━━ Supplied material
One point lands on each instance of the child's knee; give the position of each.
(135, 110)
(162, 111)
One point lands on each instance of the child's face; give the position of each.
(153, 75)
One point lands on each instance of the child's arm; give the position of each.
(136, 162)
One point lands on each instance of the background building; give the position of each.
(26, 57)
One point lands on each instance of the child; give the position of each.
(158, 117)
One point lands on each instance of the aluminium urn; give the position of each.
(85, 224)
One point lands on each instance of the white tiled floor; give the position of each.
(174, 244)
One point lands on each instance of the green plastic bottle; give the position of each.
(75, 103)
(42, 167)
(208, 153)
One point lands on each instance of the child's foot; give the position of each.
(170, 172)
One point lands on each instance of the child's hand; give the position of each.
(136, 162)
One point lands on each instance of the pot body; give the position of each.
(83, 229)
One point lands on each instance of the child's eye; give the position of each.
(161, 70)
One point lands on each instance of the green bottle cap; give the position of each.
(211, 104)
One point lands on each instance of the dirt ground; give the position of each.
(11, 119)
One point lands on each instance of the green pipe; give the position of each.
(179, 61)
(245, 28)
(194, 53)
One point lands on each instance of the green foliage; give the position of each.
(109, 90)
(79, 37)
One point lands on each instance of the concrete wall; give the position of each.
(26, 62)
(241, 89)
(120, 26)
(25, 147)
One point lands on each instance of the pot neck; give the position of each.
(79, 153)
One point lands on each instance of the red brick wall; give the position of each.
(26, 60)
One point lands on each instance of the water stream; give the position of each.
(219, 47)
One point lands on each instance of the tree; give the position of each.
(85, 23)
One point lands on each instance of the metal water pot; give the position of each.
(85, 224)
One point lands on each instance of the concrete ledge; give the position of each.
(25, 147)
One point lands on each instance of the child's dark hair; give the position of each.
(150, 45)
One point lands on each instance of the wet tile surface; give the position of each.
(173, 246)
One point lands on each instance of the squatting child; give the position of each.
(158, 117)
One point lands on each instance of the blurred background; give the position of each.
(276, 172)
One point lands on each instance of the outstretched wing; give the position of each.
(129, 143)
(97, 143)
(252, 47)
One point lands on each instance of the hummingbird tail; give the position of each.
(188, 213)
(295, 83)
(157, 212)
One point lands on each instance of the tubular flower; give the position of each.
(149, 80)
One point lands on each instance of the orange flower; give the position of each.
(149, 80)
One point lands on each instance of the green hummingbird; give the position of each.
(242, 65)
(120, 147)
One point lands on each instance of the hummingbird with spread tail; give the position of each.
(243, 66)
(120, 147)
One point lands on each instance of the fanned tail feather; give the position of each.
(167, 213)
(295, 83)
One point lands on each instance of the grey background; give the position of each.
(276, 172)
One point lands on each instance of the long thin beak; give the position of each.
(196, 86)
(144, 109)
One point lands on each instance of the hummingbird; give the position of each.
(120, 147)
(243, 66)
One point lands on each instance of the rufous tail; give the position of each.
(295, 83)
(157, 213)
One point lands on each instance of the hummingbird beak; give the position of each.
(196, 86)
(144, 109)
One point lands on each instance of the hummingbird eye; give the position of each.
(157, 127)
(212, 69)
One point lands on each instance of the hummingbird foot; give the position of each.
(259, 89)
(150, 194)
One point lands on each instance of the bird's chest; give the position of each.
━━━━
→ Problem statement:
Taking the entries above, please repeat each one exactly.

→ Response:
One point lands on each instance of the child's knee; give the position of each.
(135, 110)
(162, 111)
One point lands on each instance of the child's face; give the position of each.
(153, 75)
One point lands on each instance of the child's arm; give the position of each.
(136, 162)
One point lands on each instance of the background building; give the position of each.
(26, 57)
One point lands on each instance of the child; give the position of each.
(158, 117)
One point lands on each instance of the aluminium urn; give the position of each.
(85, 224)
One point lands on each instance of the white tiled floor; give the position of each.
(174, 244)
One point lands on each instance of the green plastic bottle; give the position of each.
(75, 103)
(42, 167)
(208, 153)
One point lands on each instance of the child's foot; give the position of each.
(170, 172)
One point lands on each instance of the child's hand; give the position of each.
(136, 162)
One point lands on each instance of the pot body; give the position of each.
(83, 229)
One point lands on each instance of the child's eye; give the position of each.
(161, 70)
One point lands on each instance of the green bottle cap; give the position of each.
(211, 104)
One point lands on each instance of the dirt ground; give the position of each.
(11, 119)
One point lands on each instance of the green pipe; give the position of each.
(179, 61)
(245, 28)
(194, 53)
One point lands on each instance of the green foliage; give the position of each.
(109, 90)
(79, 37)
One point lands on each instance of the concrete wall; give the position of each.
(26, 62)
(241, 89)
(120, 26)
(25, 147)
One point lands on each instance of the pot neck; give the position of each.
(79, 153)
One point lands on each instance of the red brick wall; give the position of each.
(26, 60)
One point lands on each instance of the water stream; give the position of each.
(219, 47)
One point lands on each instance of the tree; give the position of each.
(85, 23)
One point lands on each instance of the metal water pot; give the position of each.
(85, 224)
One point lands on each instance of the concrete ledge; give the position of each.
(25, 147)
One point lands on each instance of the child's dark hair; give the position of each.
(150, 45)
One point lands on each instance of the wet tile surface; give the position of each.
(173, 246)
One point lands on each instance of the squatting child; give the position of each.
(158, 117)
One point lands on each instance of the blurred background; give the position of each.
(276, 172)
One point lands on each instance of the outstretched wing; give the position of each.
(129, 143)
(97, 143)
(252, 47)
One point lands on each instance of the hummingbird tail; give the position of each.
(188, 213)
(295, 83)
(157, 212)
One point lands on each instance of the tubular flower; give the position of each.
(149, 80)
One point lands on each instance of the orange flower; give the position of each.
(149, 80)
One point lands on each instance of the green hummingbird; give the position of each.
(242, 65)
(120, 147)
One point lands on each instance of the hummingbird with spread tail; give the position of each.
(243, 66)
(120, 147)
One point lands on each instance of the fanned tail feather; give the position of each.
(167, 213)
(295, 83)
One point lands on each instance of the grey background; give the position of each.
(276, 172)
One point lands on each instance of the long thin beak; give the position of each.
(196, 86)
(144, 109)
One point lands on each instance of the hummingbird; give the position of each.
(120, 147)
(243, 66)
One point lands on each instance of the rufous tail; give the position of each.
(295, 83)
(157, 213)
One point lands on each instance of the hummingbird beak; give the position of each.
(196, 86)
(144, 109)
One point lands on each instance of the hummingbird eye; give the position of each.
(157, 127)
(212, 69)
One point lands on each instance of the hummingbird foot; give the position of each.
(259, 89)
(150, 194)
One point lands on each instance of the bird's chest; give the position of each.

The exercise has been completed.